→ **Records supplied**:
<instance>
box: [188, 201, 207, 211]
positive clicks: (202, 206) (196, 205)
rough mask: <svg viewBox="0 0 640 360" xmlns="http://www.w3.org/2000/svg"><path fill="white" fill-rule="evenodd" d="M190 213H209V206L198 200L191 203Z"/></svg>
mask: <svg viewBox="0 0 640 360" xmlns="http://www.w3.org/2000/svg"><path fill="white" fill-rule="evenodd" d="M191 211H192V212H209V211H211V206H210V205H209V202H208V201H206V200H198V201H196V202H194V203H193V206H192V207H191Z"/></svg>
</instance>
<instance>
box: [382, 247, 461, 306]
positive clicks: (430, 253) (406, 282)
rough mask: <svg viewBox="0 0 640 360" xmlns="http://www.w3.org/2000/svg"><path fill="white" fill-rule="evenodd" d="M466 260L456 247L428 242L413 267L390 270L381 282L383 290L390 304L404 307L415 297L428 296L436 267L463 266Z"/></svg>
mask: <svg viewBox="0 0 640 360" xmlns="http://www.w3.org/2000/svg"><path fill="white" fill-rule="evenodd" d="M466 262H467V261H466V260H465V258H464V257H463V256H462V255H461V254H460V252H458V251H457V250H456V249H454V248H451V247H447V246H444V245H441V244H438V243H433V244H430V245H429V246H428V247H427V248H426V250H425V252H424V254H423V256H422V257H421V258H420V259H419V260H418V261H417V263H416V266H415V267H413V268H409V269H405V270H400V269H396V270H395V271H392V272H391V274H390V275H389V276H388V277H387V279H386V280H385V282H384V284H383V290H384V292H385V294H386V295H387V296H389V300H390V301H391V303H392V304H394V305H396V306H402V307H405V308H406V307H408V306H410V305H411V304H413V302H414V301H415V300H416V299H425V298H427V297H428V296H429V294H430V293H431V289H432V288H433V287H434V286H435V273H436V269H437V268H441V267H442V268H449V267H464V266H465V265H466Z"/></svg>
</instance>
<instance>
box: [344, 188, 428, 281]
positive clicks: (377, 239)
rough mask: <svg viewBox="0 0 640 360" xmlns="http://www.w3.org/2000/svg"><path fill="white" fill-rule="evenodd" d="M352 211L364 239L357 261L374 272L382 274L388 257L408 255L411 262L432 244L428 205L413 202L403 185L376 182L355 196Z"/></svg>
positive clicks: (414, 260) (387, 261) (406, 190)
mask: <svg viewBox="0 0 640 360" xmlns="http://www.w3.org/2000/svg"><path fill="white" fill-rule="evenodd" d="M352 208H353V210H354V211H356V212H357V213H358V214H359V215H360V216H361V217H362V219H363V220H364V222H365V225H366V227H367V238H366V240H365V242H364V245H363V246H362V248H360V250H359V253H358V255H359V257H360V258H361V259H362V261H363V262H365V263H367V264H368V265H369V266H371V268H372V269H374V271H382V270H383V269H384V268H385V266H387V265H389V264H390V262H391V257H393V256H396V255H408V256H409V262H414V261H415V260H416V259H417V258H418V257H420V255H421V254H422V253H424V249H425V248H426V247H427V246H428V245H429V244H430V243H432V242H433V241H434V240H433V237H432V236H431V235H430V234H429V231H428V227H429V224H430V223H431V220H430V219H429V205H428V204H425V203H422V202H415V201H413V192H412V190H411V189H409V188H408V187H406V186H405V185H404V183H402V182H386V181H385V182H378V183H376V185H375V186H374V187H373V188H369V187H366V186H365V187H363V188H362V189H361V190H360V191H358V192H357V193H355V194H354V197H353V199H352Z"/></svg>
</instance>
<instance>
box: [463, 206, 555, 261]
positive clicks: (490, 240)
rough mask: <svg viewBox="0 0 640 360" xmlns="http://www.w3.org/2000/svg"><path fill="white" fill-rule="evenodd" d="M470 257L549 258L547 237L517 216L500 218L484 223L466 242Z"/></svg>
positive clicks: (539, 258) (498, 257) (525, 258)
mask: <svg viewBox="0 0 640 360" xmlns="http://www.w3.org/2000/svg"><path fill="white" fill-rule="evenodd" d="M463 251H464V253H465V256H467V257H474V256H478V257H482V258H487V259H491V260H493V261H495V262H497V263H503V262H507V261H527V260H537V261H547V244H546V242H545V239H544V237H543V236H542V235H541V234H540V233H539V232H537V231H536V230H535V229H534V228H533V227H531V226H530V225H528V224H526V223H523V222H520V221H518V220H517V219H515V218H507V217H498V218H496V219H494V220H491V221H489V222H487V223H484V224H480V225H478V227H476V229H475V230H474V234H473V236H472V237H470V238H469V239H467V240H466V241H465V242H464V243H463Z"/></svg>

==

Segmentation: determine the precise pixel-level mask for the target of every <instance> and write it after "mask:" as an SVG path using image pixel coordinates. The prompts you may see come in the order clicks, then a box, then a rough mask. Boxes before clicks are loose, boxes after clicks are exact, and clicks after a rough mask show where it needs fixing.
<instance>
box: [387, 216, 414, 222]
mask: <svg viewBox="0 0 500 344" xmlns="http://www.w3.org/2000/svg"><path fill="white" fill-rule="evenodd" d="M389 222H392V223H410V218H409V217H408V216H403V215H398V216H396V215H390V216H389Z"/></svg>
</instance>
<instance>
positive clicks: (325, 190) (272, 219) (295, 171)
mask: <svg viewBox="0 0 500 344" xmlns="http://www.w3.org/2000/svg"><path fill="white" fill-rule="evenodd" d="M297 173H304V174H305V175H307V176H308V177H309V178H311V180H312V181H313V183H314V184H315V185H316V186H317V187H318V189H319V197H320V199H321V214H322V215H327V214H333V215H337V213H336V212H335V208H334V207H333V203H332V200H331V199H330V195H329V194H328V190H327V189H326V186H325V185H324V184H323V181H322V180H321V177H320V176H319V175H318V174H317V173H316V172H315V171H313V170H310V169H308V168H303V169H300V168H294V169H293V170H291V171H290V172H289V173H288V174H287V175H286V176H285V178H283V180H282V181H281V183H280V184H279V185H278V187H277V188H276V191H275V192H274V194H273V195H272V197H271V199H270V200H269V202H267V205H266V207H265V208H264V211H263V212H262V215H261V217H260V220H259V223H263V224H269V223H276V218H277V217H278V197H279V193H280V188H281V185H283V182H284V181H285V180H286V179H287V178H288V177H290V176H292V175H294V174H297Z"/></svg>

→ **What the task requires**: In the listing above, find the line containing "box: [463, 206, 555, 261]" and the line containing "257L549 258L547 237L517", then retype both and every line between them exactly, with nothing else.

→ **Answer box**:
box: [463, 206, 555, 261]
positive clicks: (490, 240)
rough mask: <svg viewBox="0 0 640 360" xmlns="http://www.w3.org/2000/svg"><path fill="white" fill-rule="evenodd" d="M470 257L549 258L547 237L517 216L500 218L484 223L466 242Z"/></svg>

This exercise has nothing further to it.